======== DOCUMENT EXTRACT ========

# NEW Aristocrat THC DX Cabinet Humidor



## lamontjb (Dec 11, 2010)

Well I just got my new humidor in on Friday. Looks amazing! Birdseye maple with dark red mahagony, glass window, and four drawers total. 2 for singles and 2 for boxes.

I cant wait to post pics, but I need 4 more posts.


----------



## lamontjb (Dec 11, 2010)

Ok, made my 30th post. Here is a pic of my new humidor.


----------



## gator_79 (Sep 16, 2009)

Awesome humi. Once my wife and I buy a house I will be buying an Aristocrat. How many boxes do you think the 2 drawers will hold?


----------



## jpierson (Dec 21, 2010)

Beautiful.... love the turntable on the top... that is a great idea.


----------



## Oldmso54 (Jul 31, 2010)

That's a gorgeous piece of furniture. Heck, my wife might even let me keep that in the living room! I imagine that set you back a couple bucks but very, very nice!


----------



## lamontjb (Dec 11, 2010)

gator_79 said:


> Awesome humi. Once my wife and I buy a house I will be buying an Aristocrat. How many boxes do you think the 2 drawers will hold?


Well, that is an excellent question because some over state the amount of boxes which brings the next question as to "What kind of boxes are we talking about?".

========

### YOUR OBJECTIVE
Rewrite the humidor thread starting at the words "## gator_79 (Sep" and stopping after "a great idea.", changing "turntable" to "lazy Susan".

======== AVAILABLE DATA ========

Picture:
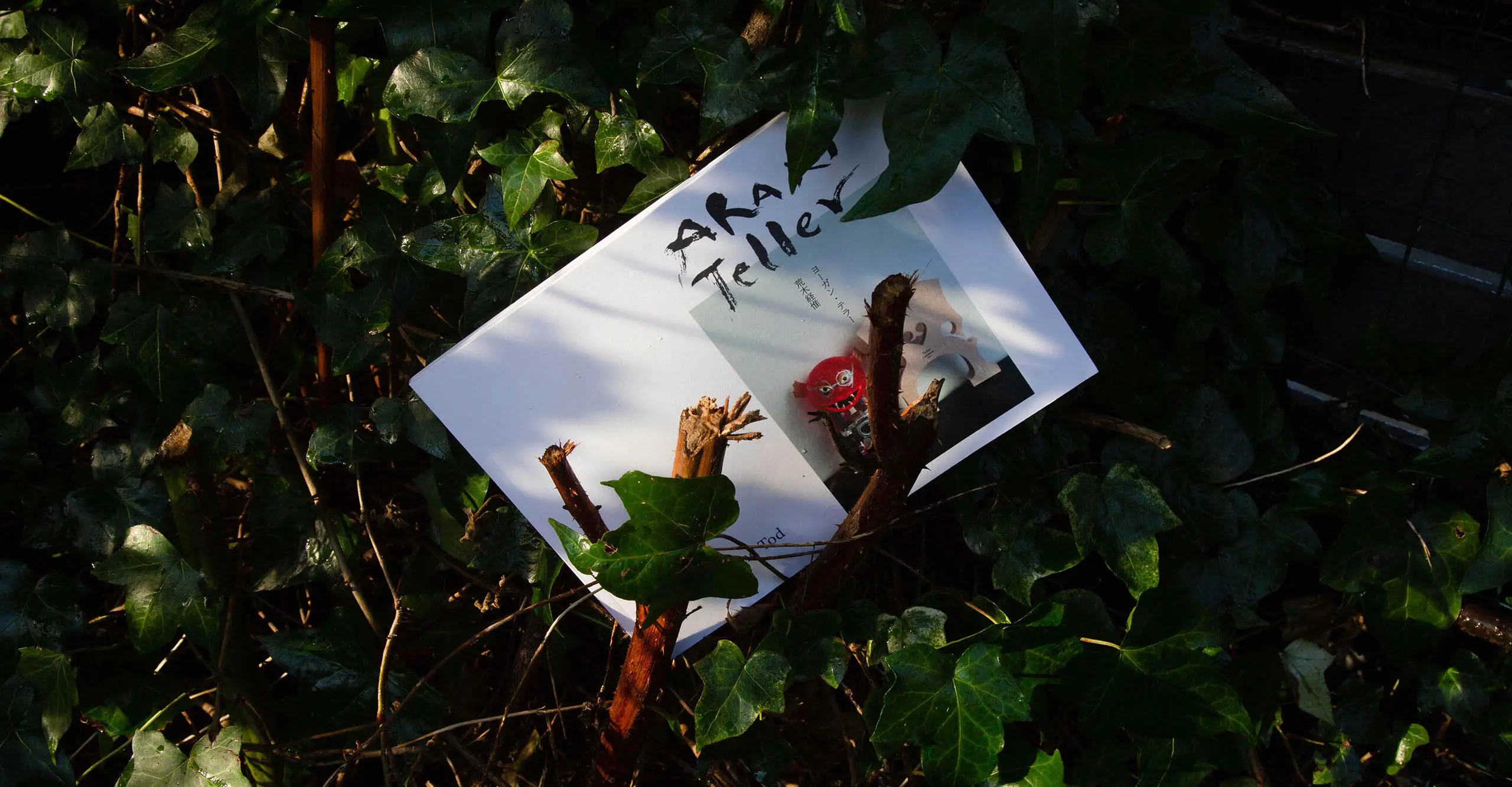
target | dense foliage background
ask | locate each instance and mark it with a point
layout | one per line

========

### THE OUTPUT
## gator_79 (Sep 16, 2009)

Awesome humi. Once my wife and I buy a house I will be buying an Aristocrat. How many boxes do you think the 2 drawers will hold?


----------



## jpierson (Dec 21, 2010)

Beautiful.... love the lazy Susan on the top... that is a great idea.